文書抜粋:
ノロドム・シアヌーク。Norodom Sihanouk。カンボジア前国王。
2012年10月15日、カンボジア国民から「国父」と慕われたノロドム・シアヌーク前国王が、療養先の中国・北京で死去。89歳。カンボジア政府は死因を「病気のため」と発表したが、直接の死因は心臓病とみられる。
1922年10月31日、カンボジアのプノンペン生まれ。1941年、国王に即位し、53年フランスからの完全独立を達成。国民の尊敬を集めた。55年にいったん退位して父に譲位。首相に就任したが、60年の父王死去後、王位を空席にしたまま国家元首に就任。70年ロン・ノル将軍らのクーデターにより中国に亡命し、カンボジア民族統一戦線を結成、カンボジアは内戦に突入した。75年、ポル・ポト派が実権を掌握すると再び国家元首に就任し帰国。しかし翌年には幽閉されて国家元首を辞任。79年、ベトナムの侵攻によるポル・ポト政権の倒壊で北京に脱出するが、82年、中国の後押しで親ベトナムのヘン・サムリン政権に対抗する3派連合政府の大統領に就任。91年紛争当事者4派によるカンボジア最高国民評議会(SNC)の議長に就任し、パリ和平協定に調印。93年再び王位に就いた。2004年に滞在先の北京で自らの退位を宣言し、息子のシハモニ殿下に譲位。その後はがんや糖尿病の治療のため、たびたび北京に長期滞在していた。

出典情報:
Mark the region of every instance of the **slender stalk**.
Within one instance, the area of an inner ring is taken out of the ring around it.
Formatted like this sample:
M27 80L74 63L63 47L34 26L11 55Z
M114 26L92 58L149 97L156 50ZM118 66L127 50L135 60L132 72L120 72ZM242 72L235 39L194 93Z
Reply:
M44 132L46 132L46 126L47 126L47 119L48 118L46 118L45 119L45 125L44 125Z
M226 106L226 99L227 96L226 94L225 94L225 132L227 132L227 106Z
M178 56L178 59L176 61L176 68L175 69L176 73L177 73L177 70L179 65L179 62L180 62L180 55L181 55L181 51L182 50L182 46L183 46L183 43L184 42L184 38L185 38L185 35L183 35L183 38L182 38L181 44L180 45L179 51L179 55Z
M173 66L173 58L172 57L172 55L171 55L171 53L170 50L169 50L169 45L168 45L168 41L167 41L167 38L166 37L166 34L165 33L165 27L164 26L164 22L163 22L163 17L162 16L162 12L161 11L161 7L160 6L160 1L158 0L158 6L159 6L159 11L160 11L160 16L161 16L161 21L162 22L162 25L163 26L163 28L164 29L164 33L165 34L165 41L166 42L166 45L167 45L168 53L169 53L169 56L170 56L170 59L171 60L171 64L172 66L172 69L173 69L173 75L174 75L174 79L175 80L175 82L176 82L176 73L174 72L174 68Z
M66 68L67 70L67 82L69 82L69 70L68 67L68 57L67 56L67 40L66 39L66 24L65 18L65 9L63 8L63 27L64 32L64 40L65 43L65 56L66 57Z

課題: シアヌーク前国王についての文書抜粋から、前国王が即位または就任した地位をすべて挙げてください。同じ地位に二度就いた場合は一つにまとめてください。

解答例:
・国王
・首相
・国家元首
・3派連合政府の大統領
・カンボジア最高国民評議会(SNC)の議長